* **ASSIGNMENT**:
Read through the entries below and copy each line where "coords" turns up.

═════ DATA FOR THE TASK ═════

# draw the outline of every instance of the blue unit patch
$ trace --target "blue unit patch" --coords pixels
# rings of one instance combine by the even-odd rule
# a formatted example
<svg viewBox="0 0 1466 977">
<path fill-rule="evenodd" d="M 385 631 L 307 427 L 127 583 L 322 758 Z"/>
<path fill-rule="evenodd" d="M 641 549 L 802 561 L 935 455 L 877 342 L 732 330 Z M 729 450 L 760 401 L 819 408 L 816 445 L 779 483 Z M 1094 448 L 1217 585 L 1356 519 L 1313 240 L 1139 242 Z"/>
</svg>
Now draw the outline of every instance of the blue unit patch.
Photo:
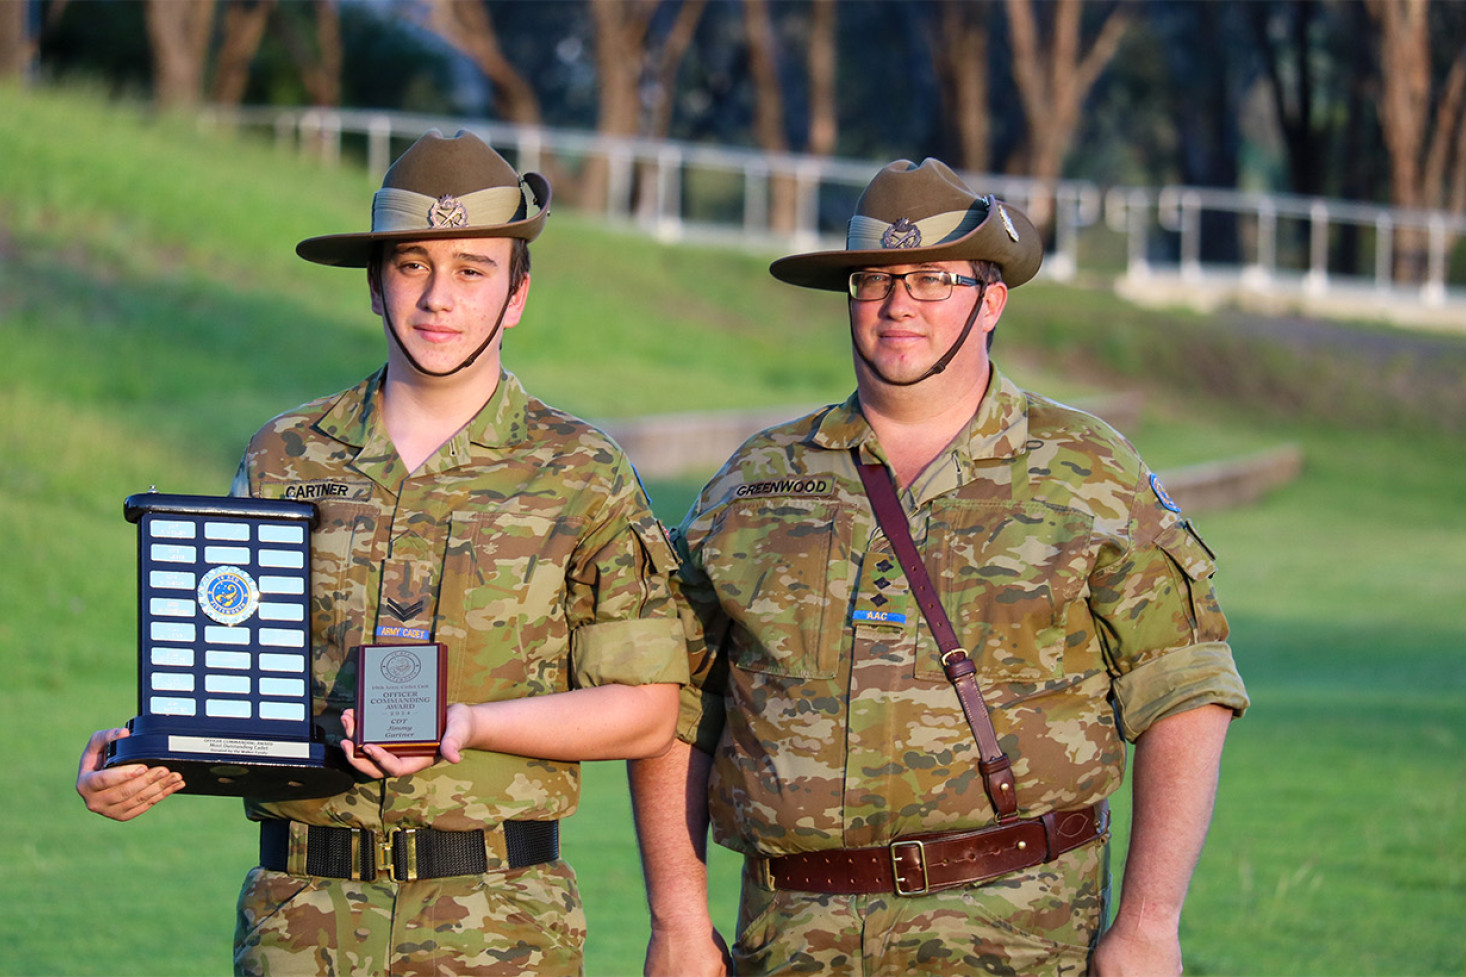
<svg viewBox="0 0 1466 977">
<path fill-rule="evenodd" d="M 381 624 L 377 626 L 377 637 L 379 638 L 411 638 L 415 641 L 428 640 L 428 632 L 425 628 L 404 628 L 395 625 Z"/>
<path fill-rule="evenodd" d="M 249 620 L 260 606 L 259 587 L 239 567 L 214 567 L 204 574 L 198 598 L 200 610 L 228 627 Z"/>
<path fill-rule="evenodd" d="M 856 611 L 850 615 L 856 624 L 905 624 L 906 615 L 899 611 Z"/>
<path fill-rule="evenodd" d="M 1160 477 L 1155 472 L 1150 473 L 1150 488 L 1155 493 L 1155 497 L 1160 499 L 1161 505 L 1170 509 L 1172 512 L 1181 511 L 1181 507 L 1176 504 L 1176 501 L 1166 494 L 1166 487 L 1161 484 Z"/>
</svg>

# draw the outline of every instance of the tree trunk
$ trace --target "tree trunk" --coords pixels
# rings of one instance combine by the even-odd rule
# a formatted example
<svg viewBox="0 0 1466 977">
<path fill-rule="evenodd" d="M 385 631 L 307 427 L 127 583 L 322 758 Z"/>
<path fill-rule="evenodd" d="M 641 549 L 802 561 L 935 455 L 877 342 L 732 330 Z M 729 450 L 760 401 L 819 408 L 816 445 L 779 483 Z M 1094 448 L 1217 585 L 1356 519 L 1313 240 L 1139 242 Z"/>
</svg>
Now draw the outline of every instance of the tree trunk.
<svg viewBox="0 0 1466 977">
<path fill-rule="evenodd" d="M 656 13 L 656 0 L 592 2 L 589 6 L 596 25 L 596 129 L 603 136 L 635 136 L 641 121 L 637 84 L 646 63 L 646 34 Z M 586 210 L 621 209 L 623 201 L 613 196 L 621 190 L 611 186 L 611 175 L 609 157 L 597 153 L 585 161 L 581 205 Z"/>
<path fill-rule="evenodd" d="M 932 38 L 944 117 L 955 129 L 949 162 L 978 172 L 992 167 L 987 18 L 986 3 L 944 3 Z"/>
<path fill-rule="evenodd" d="M 0 84 L 24 81 L 36 57 L 30 35 L 30 4 L 0 3 Z"/>
<path fill-rule="evenodd" d="M 662 39 L 660 50 L 647 55 L 646 74 L 649 84 L 643 89 L 642 112 L 639 132 L 650 139 L 666 139 L 672 131 L 672 107 L 676 103 L 677 72 L 682 59 L 692 44 L 697 32 L 698 21 L 702 19 L 707 0 L 683 0 L 677 8 L 677 17 L 667 36 Z M 650 45 L 648 45 L 649 47 Z M 657 209 L 659 167 L 655 163 L 640 163 L 637 166 L 637 213 L 643 220 L 650 219 Z"/>
<path fill-rule="evenodd" d="M 1433 99 L 1430 4 L 1367 0 L 1366 5 L 1379 27 L 1378 111 L 1390 160 L 1391 202 L 1397 207 L 1446 207 L 1459 194 L 1466 204 L 1466 49 L 1457 48 Z M 1395 277 L 1423 280 L 1428 247 L 1423 229 L 1396 232 Z"/>
<path fill-rule="evenodd" d="M 748 67 L 753 76 L 753 134 L 759 148 L 770 155 L 789 152 L 784 133 L 784 91 L 776 64 L 777 41 L 766 0 L 743 0 L 743 23 L 748 34 Z M 798 224 L 798 187 L 789 173 L 769 177 L 769 229 L 791 233 Z"/>
<path fill-rule="evenodd" d="M 345 61 L 337 0 L 316 0 L 316 50 L 320 61 L 314 75 L 315 101 L 334 108 L 341 104 L 341 65 Z"/>
<path fill-rule="evenodd" d="M 540 125 L 540 100 L 504 56 L 487 4 L 479 0 L 431 0 L 427 27 L 484 73 L 493 86 L 494 108 L 501 118 L 518 125 Z"/>
<path fill-rule="evenodd" d="M 1293 0 L 1286 4 L 1241 5 L 1252 26 L 1253 42 L 1262 59 L 1272 93 L 1273 111 L 1282 129 L 1288 156 L 1288 183 L 1294 193 L 1323 193 L 1323 169 L 1317 165 L 1314 132 L 1313 74 L 1315 66 L 1310 43 L 1317 5 L 1314 0 Z M 1284 18 L 1285 37 L 1275 44 L 1273 17 Z"/>
<path fill-rule="evenodd" d="M 1130 26 L 1126 6 L 1112 7 L 1088 51 L 1081 51 L 1079 0 L 1044 4 L 1053 15 L 1053 28 L 1040 36 L 1034 16 L 1035 0 L 1007 0 L 1008 27 L 1013 39 L 1013 80 L 1028 124 L 1028 172 L 1047 192 L 1030 205 L 1029 217 L 1041 228 L 1053 220 L 1052 187 L 1064 165 L 1064 155 L 1079 126 L 1080 110 L 1100 72 L 1115 56 Z"/>
<path fill-rule="evenodd" d="M 809 143 L 811 156 L 833 156 L 840 119 L 835 93 L 835 0 L 814 0 L 809 30 Z"/>
<path fill-rule="evenodd" d="M 153 54 L 154 101 L 163 109 L 197 106 L 203 100 L 214 0 L 147 0 L 145 16 Z"/>
<path fill-rule="evenodd" d="M 210 97 L 220 105 L 238 105 L 244 101 L 249 85 L 249 66 L 265 36 L 265 24 L 276 0 L 226 0 L 224 5 L 224 42 L 219 48 L 219 61 L 214 68 L 214 84 Z"/>
<path fill-rule="evenodd" d="M 290 53 L 290 60 L 300 72 L 301 83 L 311 104 L 334 108 L 341 104 L 341 16 L 336 0 L 314 0 L 314 40 L 307 36 L 290 11 L 300 9 L 286 4 L 285 16 L 276 17 L 280 40 Z"/>
<path fill-rule="evenodd" d="M 661 50 L 652 58 L 650 66 L 650 104 L 641 125 L 643 135 L 654 139 L 665 139 L 672 129 L 672 106 L 677 91 L 677 72 L 682 68 L 682 59 L 692 45 L 697 32 L 698 21 L 702 19 L 707 0 L 683 0 L 677 8 L 677 19 L 663 39 Z"/>
</svg>

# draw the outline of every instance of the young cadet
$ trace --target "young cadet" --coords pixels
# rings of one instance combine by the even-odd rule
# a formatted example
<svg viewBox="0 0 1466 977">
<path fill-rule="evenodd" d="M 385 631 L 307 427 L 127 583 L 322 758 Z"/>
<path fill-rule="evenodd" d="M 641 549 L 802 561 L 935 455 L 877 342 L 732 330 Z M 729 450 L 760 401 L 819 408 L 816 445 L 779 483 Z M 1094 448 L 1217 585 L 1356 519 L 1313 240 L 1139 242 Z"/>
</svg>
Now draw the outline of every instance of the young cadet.
<svg viewBox="0 0 1466 977">
<path fill-rule="evenodd" d="M 648 974 L 729 963 L 709 819 L 745 855 L 740 975 L 1180 973 L 1248 700 L 1159 481 L 989 361 L 1041 259 L 1022 213 L 929 159 L 875 176 L 844 250 L 773 264 L 846 293 L 856 390 L 751 438 L 674 534 L 701 629 L 680 742 L 630 765 Z"/>
<path fill-rule="evenodd" d="M 687 678 L 675 557 L 631 465 L 500 363 L 549 210 L 476 136 L 432 131 L 392 166 L 372 230 L 301 242 L 364 267 L 386 365 L 266 424 L 234 493 L 309 498 L 317 722 L 357 773 L 332 797 L 247 799 L 260 866 L 239 898 L 239 973 L 576 974 L 585 920 L 559 858 L 582 760 L 656 755 Z M 448 649 L 437 757 L 356 748 L 352 648 Z M 139 765 L 77 789 L 118 820 L 175 792 Z M 394 868 L 378 873 L 374 852 Z M 354 857 L 353 852 L 366 853 Z"/>
</svg>

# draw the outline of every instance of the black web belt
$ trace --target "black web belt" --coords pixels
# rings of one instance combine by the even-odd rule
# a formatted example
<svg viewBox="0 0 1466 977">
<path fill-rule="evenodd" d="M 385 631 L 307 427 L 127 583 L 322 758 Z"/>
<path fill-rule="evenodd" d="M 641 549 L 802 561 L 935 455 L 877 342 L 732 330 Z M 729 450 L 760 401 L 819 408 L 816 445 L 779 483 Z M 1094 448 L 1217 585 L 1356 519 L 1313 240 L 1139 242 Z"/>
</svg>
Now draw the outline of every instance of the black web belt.
<svg viewBox="0 0 1466 977">
<path fill-rule="evenodd" d="M 504 855 L 495 867 L 524 868 L 560 857 L 560 822 L 505 821 L 486 831 L 438 831 L 434 828 L 396 828 L 375 832 L 366 828 L 296 825 L 306 832 L 305 864 L 290 864 L 291 822 L 260 822 L 260 866 L 275 872 L 315 875 L 328 879 L 393 882 L 438 879 L 450 875 L 483 875 L 489 870 L 489 852 L 503 836 Z"/>
</svg>

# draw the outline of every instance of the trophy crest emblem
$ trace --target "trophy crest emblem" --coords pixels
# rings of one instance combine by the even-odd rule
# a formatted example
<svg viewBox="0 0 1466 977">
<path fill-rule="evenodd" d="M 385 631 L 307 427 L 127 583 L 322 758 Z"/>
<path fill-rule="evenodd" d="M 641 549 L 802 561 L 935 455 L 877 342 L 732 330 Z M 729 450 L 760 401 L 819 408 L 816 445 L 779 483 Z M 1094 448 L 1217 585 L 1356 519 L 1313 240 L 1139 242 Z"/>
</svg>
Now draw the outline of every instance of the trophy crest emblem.
<svg viewBox="0 0 1466 977">
<path fill-rule="evenodd" d="M 422 659 L 405 648 L 400 648 L 382 659 L 382 677 L 390 682 L 411 682 L 421 671 Z"/>
<path fill-rule="evenodd" d="M 214 567 L 199 581 L 198 599 L 199 610 L 232 627 L 249 620 L 260 606 L 260 589 L 239 567 Z"/>
</svg>

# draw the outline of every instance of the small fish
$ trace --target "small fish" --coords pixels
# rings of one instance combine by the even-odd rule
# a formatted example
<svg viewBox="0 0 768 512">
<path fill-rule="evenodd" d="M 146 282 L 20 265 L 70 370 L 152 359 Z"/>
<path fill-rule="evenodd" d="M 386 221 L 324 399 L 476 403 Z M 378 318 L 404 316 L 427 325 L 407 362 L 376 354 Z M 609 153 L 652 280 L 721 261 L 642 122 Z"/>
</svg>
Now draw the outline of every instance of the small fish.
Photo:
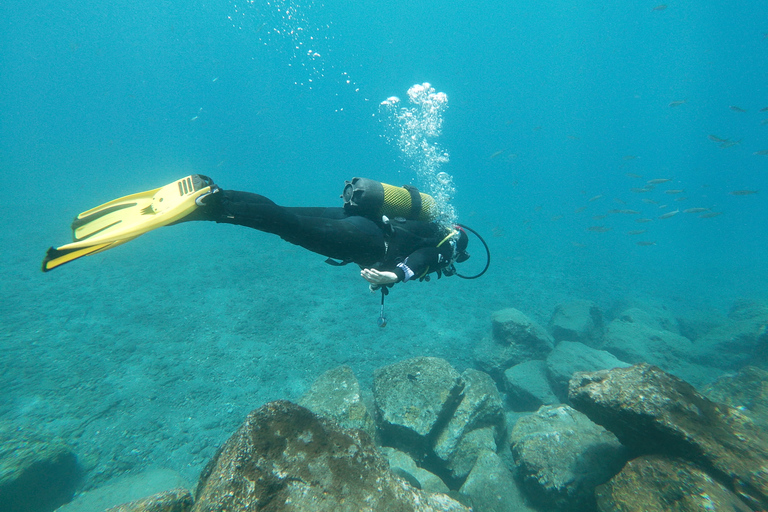
<svg viewBox="0 0 768 512">
<path fill-rule="evenodd" d="M 196 121 L 198 117 L 200 117 L 200 116 L 193 117 L 192 119 L 189 120 L 189 122 L 191 123 L 192 121 Z"/>
<path fill-rule="evenodd" d="M 683 192 L 685 192 L 685 190 L 683 190 L 681 188 L 675 188 L 675 189 L 665 190 L 664 191 L 665 194 L 682 194 Z"/>
<path fill-rule="evenodd" d="M 666 204 L 660 204 L 660 205 L 659 205 L 659 210 L 663 210 L 663 209 L 664 209 L 664 208 L 666 208 L 666 207 L 667 207 L 667 205 L 666 205 Z"/>
<path fill-rule="evenodd" d="M 646 219 L 646 218 L 635 219 L 635 222 L 639 222 L 639 223 L 643 224 L 645 222 L 653 222 L 653 219 Z"/>
<path fill-rule="evenodd" d="M 635 156 L 635 155 L 626 155 L 626 156 L 624 157 L 624 160 L 634 160 L 634 159 L 636 159 L 636 158 L 637 158 L 637 156 Z"/>
<path fill-rule="evenodd" d="M 647 229 L 635 229 L 632 231 L 627 231 L 628 235 L 642 235 L 643 233 L 647 233 Z"/>
<path fill-rule="evenodd" d="M 607 228 L 605 226 L 590 226 L 587 228 L 588 231 L 594 231 L 595 233 L 605 233 L 611 229 L 613 228 Z"/>
<path fill-rule="evenodd" d="M 558 220 L 560 220 L 562 218 L 563 218 L 562 215 L 553 215 L 551 220 L 552 220 L 552 222 L 556 222 L 556 221 L 558 221 Z"/>
<path fill-rule="evenodd" d="M 579 140 L 579 138 L 575 135 L 568 135 L 567 138 L 568 140 Z"/>
<path fill-rule="evenodd" d="M 675 201 L 678 201 L 678 202 L 680 202 L 680 201 L 686 201 L 687 199 L 688 199 L 687 197 L 685 197 L 685 196 L 682 196 L 682 197 L 677 197 L 677 198 L 675 198 Z"/>
<path fill-rule="evenodd" d="M 493 160 L 494 158 L 499 157 L 499 156 L 501 156 L 503 154 L 504 154 L 504 150 L 500 149 L 499 151 L 495 151 L 495 152 L 491 153 L 491 156 L 489 156 L 488 159 L 489 160 Z"/>
<path fill-rule="evenodd" d="M 768 119 L 766 119 L 766 121 L 768 121 Z M 624 176 L 626 176 L 627 178 L 642 178 L 642 176 L 640 176 L 639 174 L 635 174 L 633 172 L 625 173 Z"/>
<path fill-rule="evenodd" d="M 672 181 L 672 178 L 656 178 L 654 180 L 648 180 L 649 185 L 658 185 L 660 183 L 666 183 L 668 181 Z"/>
<path fill-rule="evenodd" d="M 645 204 L 659 204 L 659 203 L 657 203 L 656 201 L 654 201 L 653 199 L 648 199 L 648 198 L 646 198 L 646 197 L 644 197 L 644 198 L 643 198 L 643 202 L 644 202 Z"/>
<path fill-rule="evenodd" d="M 668 219 L 670 217 L 674 217 L 678 213 L 680 213 L 680 210 L 672 210 L 671 212 L 667 212 L 664 215 L 660 215 L 659 218 L 660 219 Z"/>
<path fill-rule="evenodd" d="M 760 126 L 765 126 L 767 124 L 768 124 L 768 119 L 763 119 L 762 121 L 760 121 Z"/>
<path fill-rule="evenodd" d="M 709 140 L 711 140 L 712 142 L 727 142 L 728 141 L 728 139 L 721 139 L 717 135 L 707 135 L 707 137 L 709 137 Z"/>
<path fill-rule="evenodd" d="M 668 107 L 679 107 L 680 105 L 683 105 L 683 104 L 685 104 L 687 101 L 688 101 L 688 100 L 678 100 L 678 101 L 672 101 L 672 102 L 670 102 L 670 103 L 669 103 L 669 105 L 667 105 L 667 106 L 668 106 Z"/>
<path fill-rule="evenodd" d="M 640 215 L 640 212 L 637 210 L 614 210 L 616 213 L 621 213 L 622 215 Z"/>
<path fill-rule="evenodd" d="M 593 215 L 592 220 L 603 220 L 607 215 Z"/>
<path fill-rule="evenodd" d="M 725 148 L 730 148 L 731 146 L 736 146 L 737 144 L 741 144 L 741 139 L 726 140 L 725 142 L 721 142 L 720 144 L 718 144 L 718 146 L 725 149 Z"/>
<path fill-rule="evenodd" d="M 761 149 L 760 151 L 755 151 L 752 154 L 757 156 L 768 156 L 768 149 Z"/>
<path fill-rule="evenodd" d="M 653 187 L 643 187 L 643 188 L 634 187 L 634 188 L 631 188 L 629 190 L 631 190 L 635 194 L 642 194 L 644 192 L 650 192 L 651 190 L 653 190 Z"/>
<path fill-rule="evenodd" d="M 587 209 L 587 207 L 586 207 L 586 206 L 579 206 L 578 208 L 576 208 L 575 210 L 573 210 L 573 213 L 581 213 L 581 212 L 583 212 L 583 211 L 584 211 L 584 210 L 586 210 L 586 209 Z"/>
<path fill-rule="evenodd" d="M 708 212 L 708 213 L 702 213 L 699 215 L 700 219 L 711 219 L 712 217 L 717 217 L 718 215 L 722 215 L 723 212 Z"/>
<path fill-rule="evenodd" d="M 600 199 L 601 197 L 603 197 L 603 195 L 602 195 L 602 194 L 598 194 L 598 195 L 596 195 L 595 197 L 590 197 L 590 198 L 589 198 L 589 202 L 591 203 L 592 201 L 597 201 L 597 200 L 598 200 L 598 199 Z"/>
<path fill-rule="evenodd" d="M 709 208 L 688 208 L 686 210 L 683 210 L 683 213 L 701 213 L 701 212 L 708 212 Z"/>
<path fill-rule="evenodd" d="M 660 4 L 653 8 L 654 11 L 663 11 L 667 8 L 667 4 Z"/>
<path fill-rule="evenodd" d="M 768 112 L 768 107 L 763 107 L 759 110 L 760 112 Z"/>
<path fill-rule="evenodd" d="M 731 105 L 731 106 L 730 106 L 730 107 L 728 107 L 728 108 L 729 108 L 729 109 L 731 109 L 731 110 L 733 110 L 734 112 L 746 112 L 746 110 L 744 110 L 744 109 L 743 109 L 743 108 L 741 108 L 741 107 L 737 107 L 736 105 Z"/>
<path fill-rule="evenodd" d="M 613 198 L 613 202 L 616 203 L 616 204 L 627 204 L 626 201 L 624 201 L 622 199 L 619 199 L 618 197 L 614 197 Z"/>
<path fill-rule="evenodd" d="M 643 247 L 648 247 L 651 245 L 656 245 L 656 242 L 637 242 L 637 245 L 641 245 Z"/>
<path fill-rule="evenodd" d="M 211 82 L 215 82 L 215 81 L 216 81 L 216 80 L 218 80 L 218 79 L 219 79 L 219 77 L 216 77 L 216 78 L 214 78 L 213 80 L 211 80 Z"/>
<path fill-rule="evenodd" d="M 731 192 L 732 196 L 751 196 L 752 194 L 757 194 L 757 190 L 734 190 Z"/>
</svg>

═════

* **EXERCISE ANSWER**:
$ trace --target "blue unit patch" --coords pixels
$ trace --target "tree trunk" --coords pixels
$ trace --target "young cadet" --coords pixels
$ trace --target "black web belt" --coords pixels
$ trace --target "trophy crest emblem" --coords pixels
$ trace --target "small fish" --coords pixels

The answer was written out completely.